= Exercise goal =
What to return is the tail of the data, from the line that contains "Target: bare tree" down to the last line, copied exactly.

= Input =
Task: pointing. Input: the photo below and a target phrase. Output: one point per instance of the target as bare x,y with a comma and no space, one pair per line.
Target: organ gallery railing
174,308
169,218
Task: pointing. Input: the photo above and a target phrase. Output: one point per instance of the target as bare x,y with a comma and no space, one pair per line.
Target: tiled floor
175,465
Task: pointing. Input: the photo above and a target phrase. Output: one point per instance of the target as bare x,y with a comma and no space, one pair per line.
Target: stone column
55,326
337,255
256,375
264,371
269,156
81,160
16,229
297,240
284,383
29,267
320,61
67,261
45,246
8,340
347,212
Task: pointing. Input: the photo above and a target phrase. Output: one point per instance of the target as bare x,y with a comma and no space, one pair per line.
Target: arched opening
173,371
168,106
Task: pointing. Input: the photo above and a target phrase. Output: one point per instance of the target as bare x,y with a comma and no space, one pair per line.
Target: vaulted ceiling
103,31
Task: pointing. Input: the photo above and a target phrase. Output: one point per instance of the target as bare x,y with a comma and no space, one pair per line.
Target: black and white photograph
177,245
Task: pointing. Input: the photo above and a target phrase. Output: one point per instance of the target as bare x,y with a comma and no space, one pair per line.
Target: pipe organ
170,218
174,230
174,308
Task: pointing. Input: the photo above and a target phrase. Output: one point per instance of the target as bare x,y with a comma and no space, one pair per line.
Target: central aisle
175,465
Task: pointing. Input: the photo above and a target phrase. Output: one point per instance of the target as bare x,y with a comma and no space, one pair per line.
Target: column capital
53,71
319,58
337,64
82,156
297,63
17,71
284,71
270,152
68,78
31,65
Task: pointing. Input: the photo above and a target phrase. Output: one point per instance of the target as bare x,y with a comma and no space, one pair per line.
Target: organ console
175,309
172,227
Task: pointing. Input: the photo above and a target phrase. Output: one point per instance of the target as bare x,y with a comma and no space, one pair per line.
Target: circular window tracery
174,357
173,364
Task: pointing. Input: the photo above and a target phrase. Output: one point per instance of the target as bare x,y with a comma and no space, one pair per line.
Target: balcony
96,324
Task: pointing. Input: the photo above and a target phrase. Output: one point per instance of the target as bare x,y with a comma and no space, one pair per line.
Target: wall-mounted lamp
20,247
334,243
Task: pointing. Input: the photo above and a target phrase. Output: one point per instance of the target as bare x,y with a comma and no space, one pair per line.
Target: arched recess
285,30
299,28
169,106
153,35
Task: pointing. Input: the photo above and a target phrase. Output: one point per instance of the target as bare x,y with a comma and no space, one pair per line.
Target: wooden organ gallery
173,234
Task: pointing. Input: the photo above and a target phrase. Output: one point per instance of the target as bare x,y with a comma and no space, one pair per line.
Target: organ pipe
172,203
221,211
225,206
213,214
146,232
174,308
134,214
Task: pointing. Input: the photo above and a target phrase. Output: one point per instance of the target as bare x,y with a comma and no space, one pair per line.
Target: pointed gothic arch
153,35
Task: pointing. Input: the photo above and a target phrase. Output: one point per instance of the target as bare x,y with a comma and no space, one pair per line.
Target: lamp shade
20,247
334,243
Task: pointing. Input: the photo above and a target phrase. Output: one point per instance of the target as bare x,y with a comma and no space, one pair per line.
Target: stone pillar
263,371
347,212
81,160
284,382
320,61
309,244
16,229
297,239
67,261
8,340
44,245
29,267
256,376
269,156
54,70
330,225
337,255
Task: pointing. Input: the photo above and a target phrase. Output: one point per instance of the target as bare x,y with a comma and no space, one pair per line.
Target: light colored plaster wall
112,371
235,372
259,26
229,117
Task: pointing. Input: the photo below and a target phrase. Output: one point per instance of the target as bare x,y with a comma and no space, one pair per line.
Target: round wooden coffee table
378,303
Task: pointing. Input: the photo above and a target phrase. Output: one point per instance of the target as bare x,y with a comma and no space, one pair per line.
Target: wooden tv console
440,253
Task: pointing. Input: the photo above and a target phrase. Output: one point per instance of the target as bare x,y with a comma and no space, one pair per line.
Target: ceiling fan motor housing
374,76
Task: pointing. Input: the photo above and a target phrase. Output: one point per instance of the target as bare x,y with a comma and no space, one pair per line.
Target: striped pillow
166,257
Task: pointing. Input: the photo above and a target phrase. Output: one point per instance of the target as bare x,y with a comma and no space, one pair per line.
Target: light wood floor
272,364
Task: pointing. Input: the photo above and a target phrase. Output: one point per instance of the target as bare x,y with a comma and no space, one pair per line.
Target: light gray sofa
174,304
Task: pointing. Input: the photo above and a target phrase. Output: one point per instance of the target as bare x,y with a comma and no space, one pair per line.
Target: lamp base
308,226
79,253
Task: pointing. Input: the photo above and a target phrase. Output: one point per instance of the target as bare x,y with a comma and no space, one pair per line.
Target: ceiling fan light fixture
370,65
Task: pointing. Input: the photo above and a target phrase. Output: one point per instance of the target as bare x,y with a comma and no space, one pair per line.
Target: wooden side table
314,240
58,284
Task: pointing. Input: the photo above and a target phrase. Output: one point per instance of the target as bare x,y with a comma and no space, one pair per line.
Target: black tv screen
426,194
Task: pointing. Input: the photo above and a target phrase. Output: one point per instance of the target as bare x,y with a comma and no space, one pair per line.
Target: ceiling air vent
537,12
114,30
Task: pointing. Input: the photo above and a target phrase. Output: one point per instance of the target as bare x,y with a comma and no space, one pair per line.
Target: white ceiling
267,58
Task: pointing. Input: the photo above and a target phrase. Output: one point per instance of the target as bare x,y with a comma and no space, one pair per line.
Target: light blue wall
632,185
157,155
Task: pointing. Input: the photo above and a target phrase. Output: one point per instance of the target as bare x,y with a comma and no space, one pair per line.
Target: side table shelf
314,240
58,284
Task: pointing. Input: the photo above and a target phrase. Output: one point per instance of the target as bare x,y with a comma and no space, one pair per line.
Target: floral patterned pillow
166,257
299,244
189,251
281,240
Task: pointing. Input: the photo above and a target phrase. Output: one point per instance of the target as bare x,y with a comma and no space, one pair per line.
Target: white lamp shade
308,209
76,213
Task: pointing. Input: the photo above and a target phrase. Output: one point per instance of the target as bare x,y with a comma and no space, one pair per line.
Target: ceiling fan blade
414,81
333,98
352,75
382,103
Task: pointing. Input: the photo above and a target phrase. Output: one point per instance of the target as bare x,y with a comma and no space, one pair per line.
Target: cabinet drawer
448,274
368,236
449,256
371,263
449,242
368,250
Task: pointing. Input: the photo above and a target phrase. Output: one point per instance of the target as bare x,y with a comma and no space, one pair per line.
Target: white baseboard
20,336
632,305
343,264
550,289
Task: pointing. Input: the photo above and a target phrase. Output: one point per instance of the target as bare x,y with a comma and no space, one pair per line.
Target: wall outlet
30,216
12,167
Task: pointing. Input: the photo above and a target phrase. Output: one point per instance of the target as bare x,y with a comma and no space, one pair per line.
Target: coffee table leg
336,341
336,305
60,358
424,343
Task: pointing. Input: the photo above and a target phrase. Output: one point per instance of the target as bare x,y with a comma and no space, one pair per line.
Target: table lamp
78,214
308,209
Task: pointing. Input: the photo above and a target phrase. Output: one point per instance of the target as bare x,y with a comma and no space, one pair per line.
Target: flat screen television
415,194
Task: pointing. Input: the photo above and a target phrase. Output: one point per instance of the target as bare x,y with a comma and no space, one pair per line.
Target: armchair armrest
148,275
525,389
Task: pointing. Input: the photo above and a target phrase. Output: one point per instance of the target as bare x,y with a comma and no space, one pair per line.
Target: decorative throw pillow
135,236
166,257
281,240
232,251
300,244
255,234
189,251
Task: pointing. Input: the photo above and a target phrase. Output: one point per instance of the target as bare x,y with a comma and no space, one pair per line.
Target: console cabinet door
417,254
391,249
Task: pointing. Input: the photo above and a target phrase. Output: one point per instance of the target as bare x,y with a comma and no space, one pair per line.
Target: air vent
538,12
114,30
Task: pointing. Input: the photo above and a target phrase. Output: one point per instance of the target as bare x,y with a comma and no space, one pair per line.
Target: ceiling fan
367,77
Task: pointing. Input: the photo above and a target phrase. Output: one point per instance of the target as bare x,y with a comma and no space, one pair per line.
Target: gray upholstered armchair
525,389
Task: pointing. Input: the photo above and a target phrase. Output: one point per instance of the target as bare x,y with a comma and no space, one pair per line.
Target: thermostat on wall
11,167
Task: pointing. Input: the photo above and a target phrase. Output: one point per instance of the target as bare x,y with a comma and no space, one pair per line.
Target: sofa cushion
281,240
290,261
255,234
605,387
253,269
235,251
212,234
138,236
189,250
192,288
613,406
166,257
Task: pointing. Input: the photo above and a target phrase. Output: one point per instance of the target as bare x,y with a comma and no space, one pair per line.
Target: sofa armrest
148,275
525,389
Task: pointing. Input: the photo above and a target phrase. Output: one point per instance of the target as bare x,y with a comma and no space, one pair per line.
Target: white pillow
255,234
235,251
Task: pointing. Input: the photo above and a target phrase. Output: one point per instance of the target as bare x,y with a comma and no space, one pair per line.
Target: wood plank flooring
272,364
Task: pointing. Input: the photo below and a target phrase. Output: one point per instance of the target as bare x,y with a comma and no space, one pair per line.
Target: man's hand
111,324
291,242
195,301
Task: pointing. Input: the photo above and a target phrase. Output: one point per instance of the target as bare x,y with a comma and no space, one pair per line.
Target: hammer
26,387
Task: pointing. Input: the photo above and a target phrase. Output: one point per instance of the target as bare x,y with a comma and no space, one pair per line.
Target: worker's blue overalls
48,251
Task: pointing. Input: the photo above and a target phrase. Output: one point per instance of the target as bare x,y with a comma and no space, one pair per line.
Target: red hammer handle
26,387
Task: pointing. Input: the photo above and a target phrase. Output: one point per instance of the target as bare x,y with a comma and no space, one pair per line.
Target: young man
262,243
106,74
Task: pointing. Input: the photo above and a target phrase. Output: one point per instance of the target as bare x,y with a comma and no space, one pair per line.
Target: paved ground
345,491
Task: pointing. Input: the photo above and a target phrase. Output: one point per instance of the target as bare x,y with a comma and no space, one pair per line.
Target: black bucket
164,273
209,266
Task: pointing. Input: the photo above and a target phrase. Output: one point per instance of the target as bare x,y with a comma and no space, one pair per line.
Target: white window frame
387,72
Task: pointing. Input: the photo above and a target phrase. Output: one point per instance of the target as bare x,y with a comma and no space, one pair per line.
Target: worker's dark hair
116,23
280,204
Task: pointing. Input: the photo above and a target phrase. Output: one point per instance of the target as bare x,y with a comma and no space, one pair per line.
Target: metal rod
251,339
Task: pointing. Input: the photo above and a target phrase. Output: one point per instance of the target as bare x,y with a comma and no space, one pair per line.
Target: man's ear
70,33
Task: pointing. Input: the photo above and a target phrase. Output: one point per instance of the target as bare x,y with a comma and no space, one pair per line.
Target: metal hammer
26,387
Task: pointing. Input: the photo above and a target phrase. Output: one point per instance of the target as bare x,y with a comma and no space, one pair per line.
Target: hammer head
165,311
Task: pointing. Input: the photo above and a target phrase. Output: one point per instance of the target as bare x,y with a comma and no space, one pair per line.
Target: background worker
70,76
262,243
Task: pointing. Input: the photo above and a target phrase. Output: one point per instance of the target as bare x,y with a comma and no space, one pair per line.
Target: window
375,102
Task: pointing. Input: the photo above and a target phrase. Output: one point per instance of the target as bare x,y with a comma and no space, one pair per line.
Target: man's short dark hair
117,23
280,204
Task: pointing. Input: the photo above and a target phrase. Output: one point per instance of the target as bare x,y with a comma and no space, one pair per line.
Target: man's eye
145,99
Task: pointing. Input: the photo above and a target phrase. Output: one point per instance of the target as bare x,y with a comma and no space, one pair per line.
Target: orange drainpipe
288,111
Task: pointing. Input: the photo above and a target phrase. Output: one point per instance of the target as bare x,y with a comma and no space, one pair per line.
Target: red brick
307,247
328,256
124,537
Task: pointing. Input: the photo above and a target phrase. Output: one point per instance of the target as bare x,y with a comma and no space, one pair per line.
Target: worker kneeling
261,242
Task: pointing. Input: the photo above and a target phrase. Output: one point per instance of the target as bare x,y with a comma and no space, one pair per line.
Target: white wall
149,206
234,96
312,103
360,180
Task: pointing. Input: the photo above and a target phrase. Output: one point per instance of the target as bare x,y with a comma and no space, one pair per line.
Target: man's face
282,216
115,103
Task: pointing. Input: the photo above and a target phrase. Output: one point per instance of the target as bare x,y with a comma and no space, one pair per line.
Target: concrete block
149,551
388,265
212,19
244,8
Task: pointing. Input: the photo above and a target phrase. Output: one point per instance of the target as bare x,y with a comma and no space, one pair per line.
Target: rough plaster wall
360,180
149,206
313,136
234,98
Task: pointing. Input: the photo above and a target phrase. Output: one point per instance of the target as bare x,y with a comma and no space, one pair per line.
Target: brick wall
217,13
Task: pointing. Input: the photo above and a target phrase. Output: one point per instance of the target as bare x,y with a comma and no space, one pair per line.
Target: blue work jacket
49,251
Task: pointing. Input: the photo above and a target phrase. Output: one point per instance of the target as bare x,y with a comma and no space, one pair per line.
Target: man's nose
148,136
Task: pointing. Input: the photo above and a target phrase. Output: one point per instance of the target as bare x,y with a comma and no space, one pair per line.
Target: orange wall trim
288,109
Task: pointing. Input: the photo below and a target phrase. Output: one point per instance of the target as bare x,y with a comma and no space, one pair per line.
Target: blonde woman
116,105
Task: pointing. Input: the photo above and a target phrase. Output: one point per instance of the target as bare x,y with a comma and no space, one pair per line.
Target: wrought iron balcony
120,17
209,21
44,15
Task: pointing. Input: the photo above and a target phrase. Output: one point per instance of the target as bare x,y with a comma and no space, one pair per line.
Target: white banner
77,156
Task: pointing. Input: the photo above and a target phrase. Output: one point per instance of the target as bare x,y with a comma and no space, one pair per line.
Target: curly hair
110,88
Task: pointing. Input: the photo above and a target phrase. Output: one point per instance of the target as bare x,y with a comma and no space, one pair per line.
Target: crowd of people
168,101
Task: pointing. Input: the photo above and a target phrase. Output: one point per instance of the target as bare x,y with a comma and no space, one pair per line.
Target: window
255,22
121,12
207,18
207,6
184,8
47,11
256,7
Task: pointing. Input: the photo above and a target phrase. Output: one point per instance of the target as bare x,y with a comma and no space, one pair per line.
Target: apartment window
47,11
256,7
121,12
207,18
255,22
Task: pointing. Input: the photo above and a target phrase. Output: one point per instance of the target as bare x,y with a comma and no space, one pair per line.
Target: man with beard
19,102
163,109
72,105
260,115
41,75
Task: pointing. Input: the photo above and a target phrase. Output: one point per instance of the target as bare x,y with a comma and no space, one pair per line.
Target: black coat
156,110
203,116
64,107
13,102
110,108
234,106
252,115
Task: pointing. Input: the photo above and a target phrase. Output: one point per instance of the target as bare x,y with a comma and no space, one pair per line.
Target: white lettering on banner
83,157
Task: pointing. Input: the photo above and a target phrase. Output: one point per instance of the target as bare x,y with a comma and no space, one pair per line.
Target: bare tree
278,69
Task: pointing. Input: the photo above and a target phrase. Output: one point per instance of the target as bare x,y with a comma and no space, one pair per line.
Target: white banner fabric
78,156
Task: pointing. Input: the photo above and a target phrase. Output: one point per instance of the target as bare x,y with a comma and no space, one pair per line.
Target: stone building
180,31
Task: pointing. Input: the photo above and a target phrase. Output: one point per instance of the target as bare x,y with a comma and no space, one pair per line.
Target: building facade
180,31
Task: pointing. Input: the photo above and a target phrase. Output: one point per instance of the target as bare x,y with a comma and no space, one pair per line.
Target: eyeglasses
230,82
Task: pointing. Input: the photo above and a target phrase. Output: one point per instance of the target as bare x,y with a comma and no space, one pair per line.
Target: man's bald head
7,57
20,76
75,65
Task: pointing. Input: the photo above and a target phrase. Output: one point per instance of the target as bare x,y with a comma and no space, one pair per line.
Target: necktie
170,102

= Expected answer =
Target: bare tree
278,69
Task: pointing. Input: the photo above and a target phrase. Output: one point per instance of the target as bare x,y with a comma and no space, one pair per line.
Target: white banner fabric
78,156
Task: pointing. Input: the photo above and a target phrase. Output: one point per instance of the target as bare x,y with a comma and no space, one pair per line.
Target: stone building
180,31
Task: pointing. Input: the photo above and a target phrase. Output: one point per instance of the target as bare x,y with a comma and no space, one pair per line.
Target: building facade
180,31
Task: pointing. Input: the photo above and a target phrase. Output: one point per instance of the target as bare x,y with a comma and no space, one pair per line.
Target: eyeglasses
230,82
Task: pointing. Input: the photo above and a target phrase. Output: one point per instance of the target as bare x,y with a comma and no space, one pair per line.
Target: man's bald head
7,57
20,76
75,65
Task: pointing. Input: the photo above and a target phrase. Output: one point per instance of the target as bare x,y with a comma and no space, one pair per line.
Target: necktie
170,102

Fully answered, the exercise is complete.